### [Required action]
An identical transcription of the records is required.

Natural language region descriptions:
※

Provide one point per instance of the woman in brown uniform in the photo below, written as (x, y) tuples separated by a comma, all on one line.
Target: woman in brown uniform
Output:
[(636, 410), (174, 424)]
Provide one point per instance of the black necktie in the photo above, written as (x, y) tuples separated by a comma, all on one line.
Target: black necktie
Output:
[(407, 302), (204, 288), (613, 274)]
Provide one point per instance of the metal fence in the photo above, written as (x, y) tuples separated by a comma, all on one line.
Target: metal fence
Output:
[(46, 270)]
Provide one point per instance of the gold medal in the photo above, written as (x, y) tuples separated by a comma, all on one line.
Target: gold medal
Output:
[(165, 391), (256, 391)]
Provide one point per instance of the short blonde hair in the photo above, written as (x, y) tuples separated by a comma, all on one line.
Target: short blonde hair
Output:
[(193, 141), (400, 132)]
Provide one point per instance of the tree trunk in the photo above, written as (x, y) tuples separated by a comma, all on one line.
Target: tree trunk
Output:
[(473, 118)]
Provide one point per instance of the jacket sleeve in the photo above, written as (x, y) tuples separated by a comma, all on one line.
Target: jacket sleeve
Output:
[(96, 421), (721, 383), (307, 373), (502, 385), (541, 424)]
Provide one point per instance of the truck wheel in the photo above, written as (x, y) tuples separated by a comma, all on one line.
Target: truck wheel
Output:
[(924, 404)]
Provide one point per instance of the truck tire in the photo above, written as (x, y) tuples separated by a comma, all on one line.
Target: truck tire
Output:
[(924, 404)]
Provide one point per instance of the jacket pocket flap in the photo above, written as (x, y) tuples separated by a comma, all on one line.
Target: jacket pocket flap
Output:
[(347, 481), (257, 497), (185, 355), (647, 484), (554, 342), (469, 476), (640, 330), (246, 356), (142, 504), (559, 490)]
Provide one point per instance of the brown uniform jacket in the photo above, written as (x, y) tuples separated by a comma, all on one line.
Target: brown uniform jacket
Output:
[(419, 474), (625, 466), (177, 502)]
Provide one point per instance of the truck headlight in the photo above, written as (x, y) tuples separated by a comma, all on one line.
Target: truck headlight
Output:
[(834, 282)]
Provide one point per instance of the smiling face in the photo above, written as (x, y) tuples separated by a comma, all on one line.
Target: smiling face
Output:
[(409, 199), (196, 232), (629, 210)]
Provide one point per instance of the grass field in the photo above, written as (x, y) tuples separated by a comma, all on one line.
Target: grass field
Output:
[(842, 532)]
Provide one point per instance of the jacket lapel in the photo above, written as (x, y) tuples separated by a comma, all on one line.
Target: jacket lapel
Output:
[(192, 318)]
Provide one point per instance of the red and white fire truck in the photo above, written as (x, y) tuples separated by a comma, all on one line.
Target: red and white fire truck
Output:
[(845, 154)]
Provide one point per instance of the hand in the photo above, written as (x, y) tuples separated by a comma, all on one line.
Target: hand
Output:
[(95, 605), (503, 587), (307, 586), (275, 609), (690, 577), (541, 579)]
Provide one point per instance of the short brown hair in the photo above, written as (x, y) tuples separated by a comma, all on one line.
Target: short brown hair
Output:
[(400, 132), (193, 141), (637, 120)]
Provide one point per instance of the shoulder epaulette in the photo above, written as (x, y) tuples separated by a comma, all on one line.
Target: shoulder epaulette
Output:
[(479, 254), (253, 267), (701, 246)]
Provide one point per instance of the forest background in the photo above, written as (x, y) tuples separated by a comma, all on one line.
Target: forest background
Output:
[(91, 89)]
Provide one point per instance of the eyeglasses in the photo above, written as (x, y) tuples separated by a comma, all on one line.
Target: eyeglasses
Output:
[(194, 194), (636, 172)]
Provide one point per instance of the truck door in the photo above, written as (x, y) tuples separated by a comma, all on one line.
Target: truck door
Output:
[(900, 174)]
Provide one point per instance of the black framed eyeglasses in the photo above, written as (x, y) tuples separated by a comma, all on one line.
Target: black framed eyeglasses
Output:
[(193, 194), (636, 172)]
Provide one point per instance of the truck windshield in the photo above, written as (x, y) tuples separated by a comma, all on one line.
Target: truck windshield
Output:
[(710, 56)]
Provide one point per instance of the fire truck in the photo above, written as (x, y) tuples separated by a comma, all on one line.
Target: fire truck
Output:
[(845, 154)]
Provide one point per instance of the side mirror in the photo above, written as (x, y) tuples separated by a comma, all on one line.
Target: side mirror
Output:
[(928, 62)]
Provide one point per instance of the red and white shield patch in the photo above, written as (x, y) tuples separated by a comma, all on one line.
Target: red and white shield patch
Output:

※

### [Response for this exercise]
Provide one point per instance of the woman in brown uniform in the photo below, written as (x, y) tuples separated by a comma, all on one line.
Target: woman in brown uniform
Output:
[(636, 410), (174, 424)]
Provide one point per instance of the black necktie in the photo above, written as (x, y) tuples separated by a comma, all on one line.
Target: black necktie
Output:
[(407, 302), (204, 288), (613, 274)]
Provide one point per instance of the metal fence in the photo above, written as (x, y) tuples separated by a comma, all on one line.
Target: metal fence
Output:
[(46, 270)]
Provide one point per instance of the gold medal in the photo above, written as (x, y) tuples separated by a comma, all on one line.
Target: gold medal
Output:
[(165, 391), (256, 391)]
Provide one point per instance of the short blonde hair in the photo above, written as (x, y) tuples separated by a comma, all on one line.
Target: short blonde hair
Output:
[(193, 141), (400, 132)]
Provide one point per instance of the tree trunk in the photo above, written as (x, y) tuples separated by a comma, all on one line.
Target: tree trunk
Output:
[(473, 118)]
Provide one point per instance of the jacket sleeve in the photo above, written as (x, y) tuples separated by a comma, all on one line.
Target: jacket sleeve
Output:
[(96, 421), (721, 383), (307, 373), (502, 385), (541, 424)]
Provide one point per instance of the truck wheel in the photo above, written as (x, y) tuples separated by a comma, all on one line.
Target: truck wheel
Output:
[(924, 404)]
Provide one point per instance of the truck tire in the photo above, written as (x, y) tuples separated by a comma, all on one line.
Target: truck tire
Output:
[(924, 404)]
Provide one point per instance of the jacket pocket flap in the photo above, written as (x, y) tuples separated by a comma, all on one line.
Target: jacket pocket flap
Output:
[(347, 481), (257, 497), (185, 355), (647, 484), (554, 342), (469, 476), (640, 330), (246, 356), (142, 504), (559, 490)]
Provide one point per instance of the brown uniform jacket in the photo above, written as (x, y) tuples separated by a comma, all on one line.
Target: brown uniform jacket
Output:
[(419, 474), (625, 466), (177, 502)]
Provide one point per instance of the truck headlight in the photo above, written as (x, y) tuples separated by a comma, all on one line.
Target: truck headlight
Output:
[(834, 282)]
Provide one point per instance of the smiling face in the photo above, written as (x, y) tuples separated by a comma, all on one line.
Target: smiling face
Output:
[(409, 199), (196, 232), (629, 210)]
Provide one point per instance of the grass field in the photo above, written as (x, y) tuples separated by a comma, all on one line.
Target: grass field
Output:
[(842, 532)]
Provide one point per instance of the jacket lapel in the photo above, written as (x, y) tuples separated by a comma, all on one line.
Target: jacket lapel
Output:
[(192, 318)]
Provide one point per instance of the red and white fire truck in the photo above, written as (x, y) tuples separated by a comma, all on one line.
Target: red and white fire truck
Output:
[(845, 154)]
Provide one point per instance of the hand in the photo above, written as (x, y) tuples separated by a comma, all on one line.
Target: hand
Output:
[(95, 605), (503, 587), (307, 586), (275, 609), (690, 577), (541, 579)]
Provide one point per instance of the short brown hair in the photo above, written as (x, y) tuples separated by a comma, all on one line.
Target: short brown hair
Output:
[(400, 132), (193, 141), (637, 120)]
Provide one point per instance of the shoulder epaulette in the photo above, written as (x, y) tuples separated by a comma, all on one line.
Target: shoulder epaulette
Output:
[(479, 254), (253, 267), (701, 246)]
Provide one point per instance of the forest background in the photo above, written as (x, y) tuples separated by a comma, all on one line.
Target: forest background
Output:
[(91, 89)]
Provide one point per instance of the eyeglasses in the photo above, written as (x, y) tuples separated by a comma, all on one line.
Target: eyeglasses
Output:
[(194, 194), (636, 172)]
Provide one point per instance of the truck door in the photo above, written as (x, y) tuples separated by a comma, all on one line.
Target: truck door
Output:
[(900, 174)]
Provide one point per instance of the black framed eyeglasses in the photo above, written as (x, y) tuples separated by a comma, all on one line.
Target: black framed eyeglasses
Output:
[(193, 194), (636, 172)]
Provide one point per instance of the truck windshield in the photo above, written as (x, y) tuples separated by a comma, all on one line.
Target: truck windshield
Output:
[(710, 56)]
Provide one point per instance of the fire truck in the photo above, written as (x, y) tuples separated by a comma, all on one line.
Target: fire truck
Output:
[(845, 154)]
Provide one point per instance of the side mirror in the photo above, written as (x, y) tuples separated by a comma, all on one line.
Target: side mirror
Output:
[(928, 62)]
Provide one point per instance of the red and white shield patch in the photo above, written as (x, y) tuples separated by a comma, all on one line.
Target: red and white shield patch
Output:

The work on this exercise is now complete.